- **YOUR TASK**
Write out the whole listing, matching it exactly.
+ + + +
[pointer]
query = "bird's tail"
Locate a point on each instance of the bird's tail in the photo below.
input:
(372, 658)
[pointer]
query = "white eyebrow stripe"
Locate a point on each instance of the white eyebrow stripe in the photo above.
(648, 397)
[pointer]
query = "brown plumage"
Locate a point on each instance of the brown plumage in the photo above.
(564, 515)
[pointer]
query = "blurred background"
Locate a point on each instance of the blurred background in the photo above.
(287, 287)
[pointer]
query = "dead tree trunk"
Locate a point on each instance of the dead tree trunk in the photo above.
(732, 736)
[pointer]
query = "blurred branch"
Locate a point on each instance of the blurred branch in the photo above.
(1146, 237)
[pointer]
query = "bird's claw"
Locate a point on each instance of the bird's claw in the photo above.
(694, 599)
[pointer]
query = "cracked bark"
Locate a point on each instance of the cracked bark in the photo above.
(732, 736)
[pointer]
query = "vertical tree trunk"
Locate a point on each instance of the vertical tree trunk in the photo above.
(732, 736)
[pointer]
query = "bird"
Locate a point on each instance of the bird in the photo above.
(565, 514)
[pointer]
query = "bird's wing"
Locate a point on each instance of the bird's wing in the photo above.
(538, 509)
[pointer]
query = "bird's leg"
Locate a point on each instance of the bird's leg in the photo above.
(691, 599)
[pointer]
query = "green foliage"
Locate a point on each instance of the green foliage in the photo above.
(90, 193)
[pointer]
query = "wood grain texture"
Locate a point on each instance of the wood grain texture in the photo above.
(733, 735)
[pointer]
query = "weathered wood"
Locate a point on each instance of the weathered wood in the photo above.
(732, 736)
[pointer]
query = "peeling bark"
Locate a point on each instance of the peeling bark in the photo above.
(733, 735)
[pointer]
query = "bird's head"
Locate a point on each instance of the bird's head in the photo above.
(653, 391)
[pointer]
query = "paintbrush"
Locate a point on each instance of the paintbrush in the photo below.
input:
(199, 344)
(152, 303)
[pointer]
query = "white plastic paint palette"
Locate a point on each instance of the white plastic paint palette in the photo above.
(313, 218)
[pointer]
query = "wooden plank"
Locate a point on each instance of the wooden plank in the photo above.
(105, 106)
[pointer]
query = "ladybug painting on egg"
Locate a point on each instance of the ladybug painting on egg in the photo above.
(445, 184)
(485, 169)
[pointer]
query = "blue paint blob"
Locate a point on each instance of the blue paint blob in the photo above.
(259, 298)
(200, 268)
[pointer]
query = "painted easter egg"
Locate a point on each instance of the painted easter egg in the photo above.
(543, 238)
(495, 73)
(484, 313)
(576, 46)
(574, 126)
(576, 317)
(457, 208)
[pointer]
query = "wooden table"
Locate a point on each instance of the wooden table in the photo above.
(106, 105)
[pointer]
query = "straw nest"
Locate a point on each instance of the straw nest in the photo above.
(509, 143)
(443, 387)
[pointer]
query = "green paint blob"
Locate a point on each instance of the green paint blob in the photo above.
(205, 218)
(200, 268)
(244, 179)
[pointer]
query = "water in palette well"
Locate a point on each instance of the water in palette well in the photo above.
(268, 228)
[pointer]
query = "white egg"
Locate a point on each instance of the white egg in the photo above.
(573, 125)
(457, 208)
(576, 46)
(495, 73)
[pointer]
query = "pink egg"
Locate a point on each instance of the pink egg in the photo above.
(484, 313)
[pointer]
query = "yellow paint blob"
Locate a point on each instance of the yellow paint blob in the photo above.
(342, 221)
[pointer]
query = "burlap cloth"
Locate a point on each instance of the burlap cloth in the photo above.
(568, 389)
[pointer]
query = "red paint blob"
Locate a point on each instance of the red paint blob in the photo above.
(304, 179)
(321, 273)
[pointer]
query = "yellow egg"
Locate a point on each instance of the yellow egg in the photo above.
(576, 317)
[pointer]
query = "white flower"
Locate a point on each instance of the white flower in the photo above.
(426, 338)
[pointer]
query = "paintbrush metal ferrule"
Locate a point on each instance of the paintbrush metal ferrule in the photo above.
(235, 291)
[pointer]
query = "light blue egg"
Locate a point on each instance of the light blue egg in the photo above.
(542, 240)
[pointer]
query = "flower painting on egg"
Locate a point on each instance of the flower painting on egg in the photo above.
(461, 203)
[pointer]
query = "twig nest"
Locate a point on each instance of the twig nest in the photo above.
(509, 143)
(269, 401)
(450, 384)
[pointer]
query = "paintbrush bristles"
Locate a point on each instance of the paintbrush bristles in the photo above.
+ + + +
- **SOLUTION FOR THIS EXERCISE**
[pointer]
query = "bird's tail"
Locate a point on each instance of the bird's tail in the photo below.
input:
(372, 658)
[pointer]
query = "white eyebrow stripe"
Locate a point on each instance of the white eyebrow stripe in the photo above.
(648, 397)
[pointer]
query = "brown plumage"
Locate a point on each instance of the brown plumage in the photo above.
(564, 515)
[pointer]
query = "blurred background"
Locate a point on each instance of the blurred background in the photo above.
(287, 287)
[pointer]
query = "dead tree trunk"
Locate a point on each instance of the dead tree trunk in the photo above.
(732, 736)
[pointer]
query = "blurred branch"
Locate a point on each instance of the blurred branch in the photo above.
(1146, 237)
[pointer]
query = "bird's claw"
Locate a point on each instance of the bird's claw in the photo above.
(694, 599)
[pointer]
query = "cracked bark"
Locate a point on each instance of the cracked bark in the photo above.
(732, 736)
[pointer]
query = "vertical tree trunk"
Locate a point on each instance of the vertical tree trunk in the photo above.
(732, 736)
[pointer]
query = "bird"
Locate a point on each instance of the bird in the photo above.
(565, 514)
[pointer]
query = "bird's wing"
Locate a point on each instance of the bird's wing in the photo above.
(538, 509)
[pointer]
query = "bird's leg"
Locate a point on each instance of the bird's leg in the photo above.
(691, 599)
[pointer]
query = "green foliage"
Locate a point on each instance of the green foliage in the photo above.
(90, 193)
[pointer]
query = "wood grain texture"
Locate a point on each instance of the wood grain texture in the photo above.
(733, 735)
[pointer]
query = "weathered wood"
Locate a point on each instance of the weathered wood in the photo above.
(732, 736)
[pointer]
query = "peeling bark"
Locate a point on each instance of the peeling bark in the photo above.
(733, 735)
[pointer]
query = "bird's head"
Locate a point on each instance of the bird's head in the photo above.
(653, 391)
[pointer]
query = "paintbrush"
Locate a point on each instance of the paintbrush in the photo below.
input:
(199, 344)
(152, 303)
[pointer]
query = "white plastic paint palette"
Locate a point on each instance of the white plastic paint palette in the photo above.
(313, 218)
[pointer]
query = "wooden plank"
Locate a point on each instance of the wooden plank in the photo above.
(105, 106)
[pointer]
query = "ladybug painting on egg"
Locate a point on each instance of the ladybug painting on egg in the photo above.
(445, 184)
(485, 169)
[pointer]
query = "blue paint blob"
Locate a point on each instance of the blue paint blob in the photo above.
(259, 298)
(200, 268)
[pointer]
query = "painted easter egg"
Locate a point on each instance of the painted easter egg in the photo above.
(543, 238)
(495, 73)
(484, 313)
(576, 46)
(574, 126)
(576, 317)
(457, 208)
[pointer]
query = "wooden table"
Locate a point on each instance of the wooden table in the photo above.
(106, 105)
[pointer]
query = "straw nest"
Locate a point on each instance of the straw nest in the photo above.
(509, 143)
(443, 387)
[pointer]
query = "green paint blob"
Locate a point on each instance of the green paint blob in the photo above.
(205, 218)
(200, 268)
(244, 179)
[pointer]
query = "water in palette well"
Locate a point on each instance of the water in palette well in the photo above.
(268, 228)
[pointer]
query = "white egg"
Locate a point on each instance of the white egg in the photo above.
(573, 125)
(457, 208)
(576, 46)
(495, 73)
[pointer]
query = "pink egg"
Locate a point on each instance of the pink egg in the photo above.
(484, 313)
[pointer]
query = "yellow paint blob"
Locate a point on each instance of the yellow paint blob in the photo above.
(342, 221)
[pointer]
query = "burlap cloth"
Locate a point on each instance of the burlap cloth in the photo above.
(568, 389)
[pointer]
query = "red paint blob"
Locate a point on each instance of the red paint blob in the photo above.
(304, 179)
(321, 273)
[pointer]
query = "yellow egg"
Locate a point on each instance of the yellow egg in the photo above.
(576, 317)
[pointer]
query = "white flower"
Locate a point on each instance of the white flower in the photo above.
(426, 338)
[pointer]
query = "paintbrush metal ferrule"
Locate a point on each instance of the paintbrush metal ferrule in the photo above.
(235, 291)
[pointer]
query = "light blue egg"
Locate a point on each instance of the light blue egg in the photo above.
(542, 240)
[pointer]
query = "flower painting on egg"
Locate a point on each instance of the flower painting on egg in the photo above.
(461, 203)
[pointer]
query = "twig nest"
Locate a point on each instance of the twig nest in the photo above.
(509, 143)
(269, 401)
(450, 384)
[pointer]
query = "paintbrush bristles"
Locate a point on each instance of the paintbrush bristles in the photo above.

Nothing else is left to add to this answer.